BEGIN Source

This module preforms QAQC methods in a batch. Methods were developed to process csv files created by HOBO sensors at meteorological sites on the HJ Andrews experimental forest. It also preforms other file storage and management functions. For a specified directory, it processes all files and creates a directory of new, processed csv files.

QAQC methods are imported from hobo_qaqc.HOBOdata.reformat_HOBO_csv().

When module is called FileHandling.manage() is executed.

This module is designed to minimize any read/write times by copying all files locally, preforming all processes, and then transferring files to final directories. This is ideal with external or network drives, but if all directories are local, it will create a final directory which duplicates file names from the source directory.

class file_manager.FileHandling(config='../file_path.config')[source]

Processes all files in assigned directory for timezone, units, and timestep sync, and converts values where necessary. Contains methods for archiving using .zip, wiping directories after processing, and adding to existing directory structure: ./<FileArchive>/<Project>/<Site>.

END Source
BEGIN Data listing

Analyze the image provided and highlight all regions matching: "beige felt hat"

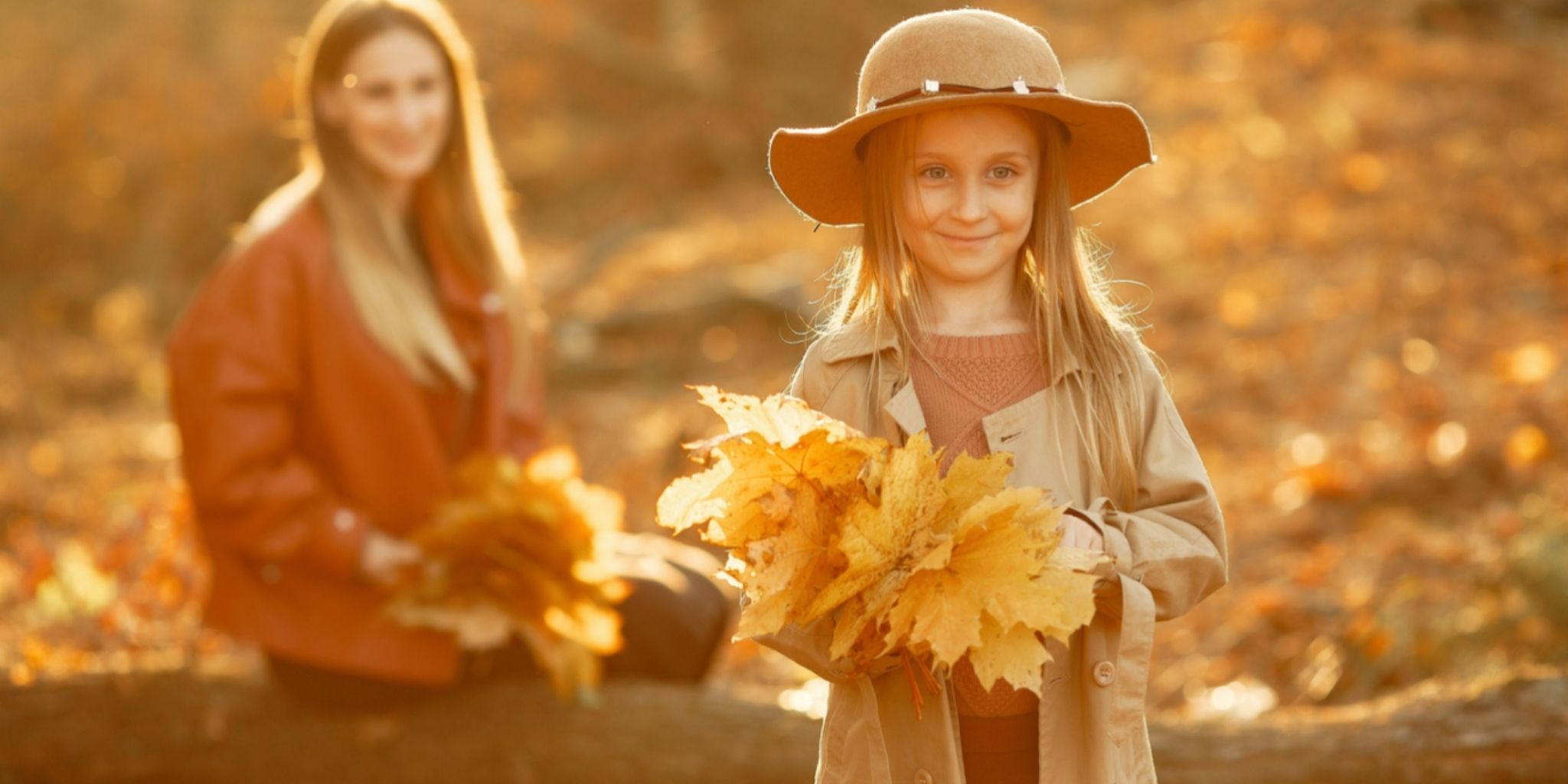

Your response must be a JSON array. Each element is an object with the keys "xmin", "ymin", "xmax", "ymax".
[{"xmin": 769, "ymin": 9, "xmax": 1154, "ymax": 226}]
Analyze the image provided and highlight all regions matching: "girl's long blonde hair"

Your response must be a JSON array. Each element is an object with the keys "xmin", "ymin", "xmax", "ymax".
[
  {"xmin": 241, "ymin": 0, "xmax": 541, "ymax": 403},
  {"xmin": 818, "ymin": 109, "xmax": 1146, "ymax": 508}
]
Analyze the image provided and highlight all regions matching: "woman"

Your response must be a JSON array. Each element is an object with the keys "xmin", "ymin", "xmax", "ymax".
[{"xmin": 169, "ymin": 0, "xmax": 727, "ymax": 707}]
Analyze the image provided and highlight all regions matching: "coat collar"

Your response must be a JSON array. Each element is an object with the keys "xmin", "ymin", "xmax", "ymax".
[{"xmin": 822, "ymin": 318, "xmax": 1091, "ymax": 384}]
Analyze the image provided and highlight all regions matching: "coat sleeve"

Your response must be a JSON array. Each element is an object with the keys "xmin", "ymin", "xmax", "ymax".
[
  {"xmin": 168, "ymin": 238, "xmax": 368, "ymax": 577},
  {"xmin": 1068, "ymin": 358, "xmax": 1230, "ymax": 621},
  {"xmin": 505, "ymin": 322, "xmax": 550, "ymax": 459},
  {"xmin": 740, "ymin": 345, "xmax": 902, "ymax": 684}
]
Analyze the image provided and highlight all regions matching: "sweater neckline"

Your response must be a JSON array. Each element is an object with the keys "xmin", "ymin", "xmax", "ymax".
[{"xmin": 916, "ymin": 332, "xmax": 1040, "ymax": 359}]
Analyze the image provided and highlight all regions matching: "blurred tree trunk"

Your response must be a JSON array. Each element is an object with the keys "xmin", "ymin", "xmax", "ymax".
[{"xmin": 0, "ymin": 673, "xmax": 1568, "ymax": 784}]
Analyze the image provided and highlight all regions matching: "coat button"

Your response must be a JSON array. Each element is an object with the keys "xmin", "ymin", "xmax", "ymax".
[
  {"xmin": 1095, "ymin": 662, "xmax": 1116, "ymax": 685},
  {"xmin": 332, "ymin": 510, "xmax": 354, "ymax": 533}
]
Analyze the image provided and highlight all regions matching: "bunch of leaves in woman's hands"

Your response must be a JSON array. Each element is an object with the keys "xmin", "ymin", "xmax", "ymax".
[
  {"xmin": 658, "ymin": 387, "xmax": 1104, "ymax": 691},
  {"xmin": 389, "ymin": 447, "xmax": 626, "ymax": 693},
  {"xmin": 658, "ymin": 387, "xmax": 887, "ymax": 636}
]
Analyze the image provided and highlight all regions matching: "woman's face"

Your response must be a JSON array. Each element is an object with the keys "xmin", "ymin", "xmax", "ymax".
[
  {"xmin": 899, "ymin": 105, "xmax": 1040, "ymax": 286},
  {"xmin": 318, "ymin": 28, "xmax": 452, "ymax": 187}
]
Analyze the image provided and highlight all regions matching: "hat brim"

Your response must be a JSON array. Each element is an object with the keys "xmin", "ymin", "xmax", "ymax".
[{"xmin": 769, "ymin": 93, "xmax": 1154, "ymax": 226}]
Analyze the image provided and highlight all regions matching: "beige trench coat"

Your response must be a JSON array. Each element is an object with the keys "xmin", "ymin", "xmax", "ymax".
[{"xmin": 759, "ymin": 318, "xmax": 1228, "ymax": 784}]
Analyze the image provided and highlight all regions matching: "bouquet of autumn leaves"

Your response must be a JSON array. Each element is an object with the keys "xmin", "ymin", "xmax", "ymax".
[
  {"xmin": 658, "ymin": 387, "xmax": 1106, "ymax": 709},
  {"xmin": 387, "ymin": 447, "xmax": 626, "ymax": 701}
]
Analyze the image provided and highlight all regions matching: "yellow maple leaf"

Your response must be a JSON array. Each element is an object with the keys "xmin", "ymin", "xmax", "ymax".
[
  {"xmin": 802, "ymin": 433, "xmax": 947, "ymax": 622},
  {"xmin": 387, "ymin": 447, "xmax": 627, "ymax": 694}
]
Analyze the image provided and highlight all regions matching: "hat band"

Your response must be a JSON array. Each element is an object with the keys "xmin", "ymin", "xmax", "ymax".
[{"xmin": 865, "ymin": 77, "xmax": 1068, "ymax": 111}]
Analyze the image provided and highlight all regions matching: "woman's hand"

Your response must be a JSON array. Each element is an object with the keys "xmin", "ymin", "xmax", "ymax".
[
  {"xmin": 359, "ymin": 528, "xmax": 425, "ymax": 585},
  {"xmin": 1057, "ymin": 514, "xmax": 1106, "ymax": 552}
]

END Data listing

Instructions:
- 1) In the file-management documentation, which method is executed when the module is called?
- 2) Translate this sentence from the file-management documentation into Spanish: "Methods were developed to process csv files created by HOBO sensors at meteorological sites on the HJ Andrews experimental forest."
- 3) Continue the file-management documentation from the point where it stops.

The results:
- 1) FileHandling.manage() is executed.

- 2) Los métodos se desarrollaron para procesar archivos csv creados por sensores HOBO en sitios meteorológicos del bosque experimental HJ Andrews.

- 3)
Warning

Executes ./MET_hobo/file_path.config as Python file and saves variables to class object.

Todo

possible change from sys.platform to os.name to decrease package dependencies

possible change from shutil.rmtrees to os.remove os.rmdir

copy_processed_to_final_dir()[source]

Copies processed (QC’d) files from local working directory to final directory using OS specifc DOS, bash, or shell command. Results are output log file.

Directory paths assigned to instance from file_path.config when instance is initialized.

cp <wdir/_processed> <dir_final_storage>

copy_selected_to_site_dir(file_list, subdir, loc)[source]

Call OS specific system command to copy desired files from temporary working directory to final storage. Selects files by site using wildcard selection.

Example:

`cp <wdir/_processed/site*>  <dir_final_storage/proj_name/site_name/subdir>`

`cp //NewServer/hoboQA/_processed/RS12* //DataServer/REFSTANDS/RS12/_bulk_export_clean`

Warning

This method was modified per bitbucket issue issue #10 to create a simpler work flow
where file movement is more manually controlled. At 6ec103b it was superseded by copy_processed_to_final_dir, removing it from the workflow. It remains as a legacy method still in BETA testing.
Parameters:
  • file_list – List of str to select files from. Example: [‘RS12’,’RS04’] copies files ‘RS12*’ and ‘RS04*’
  • subdir – str. Destination subdirectory within final storage directory. Files are moved to here.
  • loc – str. Directory where files are currently located.
Returns:

List of strings of each filename copied to the final directory

copy_src_to_wdir()[source]

Copies source files to local working directory using OS specifc DOS, bash, or shell command. Results are output to log file.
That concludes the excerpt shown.